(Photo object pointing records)
** START **

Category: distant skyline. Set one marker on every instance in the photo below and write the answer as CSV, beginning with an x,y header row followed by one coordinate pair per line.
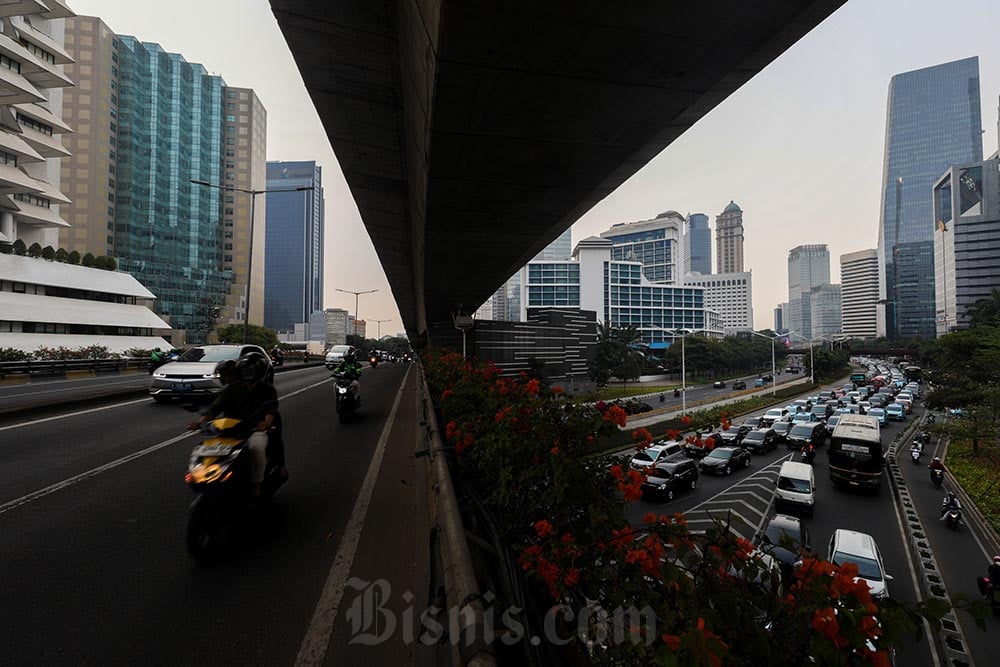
x,y
799,147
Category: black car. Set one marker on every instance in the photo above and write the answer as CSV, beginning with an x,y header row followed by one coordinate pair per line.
x,y
667,479
759,441
784,538
781,430
732,436
723,460
802,435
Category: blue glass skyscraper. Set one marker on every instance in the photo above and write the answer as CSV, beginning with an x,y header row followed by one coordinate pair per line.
x,y
700,243
293,259
933,121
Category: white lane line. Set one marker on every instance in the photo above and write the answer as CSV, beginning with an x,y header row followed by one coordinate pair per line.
x,y
58,486
317,639
73,414
112,407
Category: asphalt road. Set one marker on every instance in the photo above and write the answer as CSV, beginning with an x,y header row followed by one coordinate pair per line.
x,y
93,508
749,494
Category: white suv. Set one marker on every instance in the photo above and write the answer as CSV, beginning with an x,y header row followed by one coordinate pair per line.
x,y
850,546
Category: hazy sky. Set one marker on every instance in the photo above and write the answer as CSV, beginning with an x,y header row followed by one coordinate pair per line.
x,y
799,147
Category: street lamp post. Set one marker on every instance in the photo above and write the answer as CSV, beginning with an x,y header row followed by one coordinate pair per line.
x,y
379,322
774,369
253,201
356,295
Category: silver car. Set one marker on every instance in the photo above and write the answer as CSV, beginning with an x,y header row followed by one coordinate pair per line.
x,y
194,373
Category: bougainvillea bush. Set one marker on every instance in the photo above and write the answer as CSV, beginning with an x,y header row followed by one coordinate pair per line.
x,y
655,593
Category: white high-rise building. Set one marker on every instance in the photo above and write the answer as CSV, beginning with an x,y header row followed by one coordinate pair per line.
x,y
30,122
859,293
808,267
730,295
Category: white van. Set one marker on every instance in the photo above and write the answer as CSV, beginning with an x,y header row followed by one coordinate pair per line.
x,y
796,487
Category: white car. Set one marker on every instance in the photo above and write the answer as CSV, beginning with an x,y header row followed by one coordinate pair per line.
x,y
335,355
850,546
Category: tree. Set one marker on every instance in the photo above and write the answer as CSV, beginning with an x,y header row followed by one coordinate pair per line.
x,y
233,333
962,368
985,311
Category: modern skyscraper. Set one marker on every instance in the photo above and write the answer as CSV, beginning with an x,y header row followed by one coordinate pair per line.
x,y
966,241
148,123
808,267
293,261
656,244
729,239
859,293
33,59
698,242
824,311
933,121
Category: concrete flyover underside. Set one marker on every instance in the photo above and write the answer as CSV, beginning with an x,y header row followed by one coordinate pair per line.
x,y
473,132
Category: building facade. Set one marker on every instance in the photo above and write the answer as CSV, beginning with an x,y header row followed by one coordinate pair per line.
x,y
824,306
56,304
808,267
859,294
966,240
729,239
31,126
293,260
730,295
933,121
698,245
656,244
619,292
148,123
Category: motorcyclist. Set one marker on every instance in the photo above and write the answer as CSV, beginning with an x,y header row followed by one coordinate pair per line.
x,y
350,369
253,400
950,502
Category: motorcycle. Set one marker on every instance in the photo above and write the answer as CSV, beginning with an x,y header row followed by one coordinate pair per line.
x,y
990,593
347,401
220,473
953,518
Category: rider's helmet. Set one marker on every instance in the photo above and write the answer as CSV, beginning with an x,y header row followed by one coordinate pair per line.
x,y
252,367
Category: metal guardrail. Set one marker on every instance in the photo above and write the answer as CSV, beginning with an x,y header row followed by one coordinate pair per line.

** END **

_Task requirements_
Quote everything in the listing above exactly; pictures are the only thing to omit.

_Correct result_
Category: distant skyline. Set one marker on every instance in the photo below and write the answer as CSV, beginning with an x,y header row followed by one coordinate pair per line.
x,y
799,147
Category: black car. Set one marker on every instance in the photo above and write the answer as CSV, beginning with an x,y header row followed by one coordinate pair per line.
x,y
667,479
759,441
784,538
781,430
732,436
723,460
802,435
Category: blue glass skyscraper. Set one marker on every instance in the photo above and write the answer as CSV, beginning with an x,y header row followed by one coordinate pair per line.
x,y
700,243
293,259
933,121
Category: white lane line. Set one marker on every instance in the photo above and write the answer as CSV, beginning with an x,y header row followed by one coordinate pair per line.
x,y
58,486
317,639
73,414
112,407
Category: asphalt road. Set one marker on every instance in the photo above and write the answer as CSV, beginning with an x,y header row followed by one coordinate pair per line.
x,y
93,508
749,494
Category: white suv. Set one marker on every instance in the photo above and write the answer as CSV, beginning with an x,y header row followed by one coordinate pair per line.
x,y
850,546
Category: hazy sky. Set one marker on every instance in the photo above and write the answer as CSV, beginning with an x,y header row followed by one coordinate pair per line.
x,y
799,147
Category: street lamp post. Set one marker on every instance in the photo above and write the answer as CSV, beginning with an x,y header row followed by one coordinate pair per line.
x,y
379,322
774,369
253,201
356,295
Category: silver car. Set one marker on every instance in the photo above and write the answer as CSV, beginning with an x,y header row followed by one coordinate pair per line.
x,y
194,373
Category: bougainvillea bush. Set one marker on every instance in the photo above and write the answer as CSV, beginning with an x,y header row followed by one coordinate pair per line.
x,y
655,593
Category: white high-rise building. Set one marker on every instance in the photo above and write the answer as CSV, beginning with an x,y header row followed by one coordinate pair per line.
x,y
30,122
859,293
808,267
730,295
Category: white van. Set one marker on every instance in the photo above and write the answer as CSV, beginning with an x,y header row followed by one coordinate pair per line.
x,y
796,487
Category: white car. Set one marker on every instance in the photo above and write the answer as CSV, beginning with an x,y header row followed by one coordinate pair per line.
x,y
335,355
850,546
Category: tree. Set one marker on every instance in the photo above and write the answer as CSV, beginning with an x,y header row followed by one coordinate pair per line.
x,y
233,333
962,368
985,311
Category: modern skyscraper. Set one marker on every instance in the photo above and write the answer as CSV, beginning with an x,y header row followed by one coordinate pair per line.
x,y
966,241
148,123
808,267
293,261
656,244
729,239
859,293
33,59
698,242
824,311
933,121
Category: concrete flyover underside. Set one marker on every instance in the photo above and write the answer as CSV, beginning with an x,y header row followed by one coordinate pair per line.
x,y
473,132
Category: building facade. Set one marker on every instance in the photo above and write the answer as CSV, beginning with an x,y header row followed by one coordinate pair per line.
x,y
824,306
56,304
808,267
859,294
966,240
729,239
31,126
293,260
730,295
933,121
698,245
656,244
619,292
148,123
Category: motorcyclist. Set one marker on every instance in the photo above and write the answer as CSV, beginning with an x,y header row followed by one coordinate pair per line.
x,y
350,369
253,400
950,502
Category: motorcycle. Set one marker on every instance in the photo above and write the answer as CSV, beginning with an x,y header row followed by one coordinate pair per line.
x,y
990,593
347,401
220,473
953,518
Category: rider's helmet. Set one marker on every instance in the photo above and write the answer as CSV, beginning with an x,y header row followed by one coordinate pair per line.
x,y
252,367
Category: metal guardrail. Set one marker on every instance in the photo above and write the answer as CSV, beginning with an x,y header row followed by one coordinate pair per line.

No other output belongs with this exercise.